◆ Task set
**A)** For each statement about the review of Le Quattro volte, say yes or no depending on whether it agrees with the review, and quote the deciding words: (i) The film has no music. (ii) Frammartino had made two films before this one. (iii) The fir tree dominates the third of the film's four parts.
**B)** Swap "river" for "creek" in the review of Le Quattro volte, and write out the passage that begins at the words "Ryan Gilbey is" and stops after "goat. He's both.".

Le Quattro volte (U)

Ryan Gilbey is charmed by a whimsical picture about life, death and goats.

Le Quattro volte (U)
dir: Michelangelo Frammartino

Some way in to Le Quattro volte, the young star of the film is frolicking in the woods in rural Calabria with his high-spirited friends and siblings. They are more rambunctious than he is and faster, too, and as they tear off towards the horizon, he finds himself stuck in a dried-out river that carves its way through the hillside. Unable to gain a purchase on the bank and clamber out, and hearing the noise of the mob fading into the distance, he starts to panic. The youngster lets out a plea that is destined to become one of those timeless lines of dialogue quoted endlessly by film bores. What he says, over and over again, with mounting desperation, is: "Mehhh-ehhh-ehhhh." This plucky kid puts paid to the idea that one can be either the hero or the goat. He's both.

Not that he walks off with the film. Equal star billing should go to his fellow quadrupeds, in particular the shaggy-haired scene-stealer with horns like a Harley's handlebars, who is seen perched on a kitchen table, protesting loudly at the air. The director, Michelangelo Frammartino, leaves that scene and many others simply hanging; his film's equivocal, unresolved air makes it seem entirely possible that the goat is still there now, trying to figure out how to get down.

Some may insist that the stand-out role is the fir tree that dominates the third of the picture's four parts, while others will argue that its performance is a tad wooden. You certainly don't find yourself asking: "What's its motivation?" Its motivation is to grow.

As you will have gathered by now, Le Quattro volte is not like other films. It has no dialogue, save for distant Italian voices. It has no music, no voice-over and no characters in any conventional fashion. While it touches on the last days of an elderly goatherd (Giuseppe Fuda), he is a bit player compared to the animals that he tends to. Their lives, in turn, are dwarfed by that of the majestic fir, which is shown to be as impermanent and dispersible as the beasts that shelter beneath it. And so on.

Such narrative as there is was scripted back at the dawn of time, shortly before Robert McKee started holding screenwriting seminars.

Frammartino, a video installation artist who has made one previous film (Il Dono, also shot in Calabria), brings to this circle-of-life story a playful flavour and a spiritual element. Much of the film amounts to suggestion and inference. After the goatherd dies, there is nothing to say explicitly that he is reincarnated as the baby goat that plops out of its mother and on to the ground in a shiny pile of wet hair and wobbly limbs. Rather, it's the order of shots that prods us gently towards that conclusion.

◆ Given information
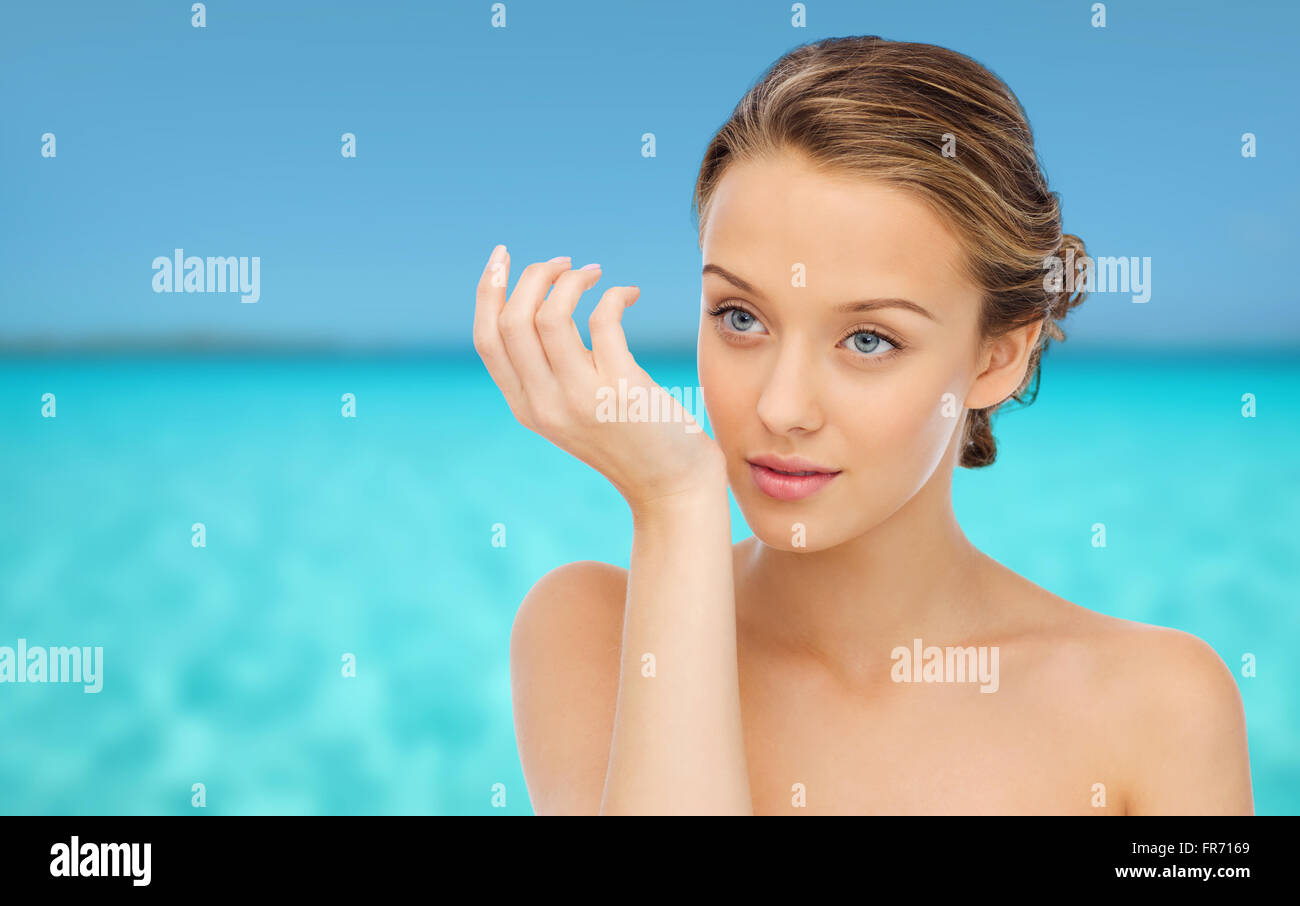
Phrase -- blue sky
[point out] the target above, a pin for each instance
(225, 141)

◆ Task answers
**A)**
(i) Yes: "It has no music, no voice-over and no characters in any conventional fashion."
(ii) No: "who has made one previous film (Il Dono, also shot in Calabria)"
(iii) Yes: "the fir tree that dominates the third of the picture's four parts"

**B)**
Ryan Gilbey is charmed by a whimsical picture about life, death and goats.

Le Quattro volte (U)
dir: Michelangelo Frammartino

Some way in to Le Quattro volte, the young star of the film is frolicking in the woods in rural Calabria with his high-spirited friends and siblings. They are more rambunctious than he is and faster, too, and as they tear off towards the horizon, he finds himself stuck in a dried-out creek that carves its way through the hillside. Unable to gain a purchase on the bank and clamber out, and hearing the noise of the mob fading into the distance, he starts to panic. The youngster lets out a plea that is destined to become one of those timeless lines of dialogue quoted endlessly by film bores. What he says, over and over again, with mounting desperation, is: "Mehhh-ehhh-ehhhh." This plucky kid puts paid to the idea that one can be either the hero or the goat. He's both.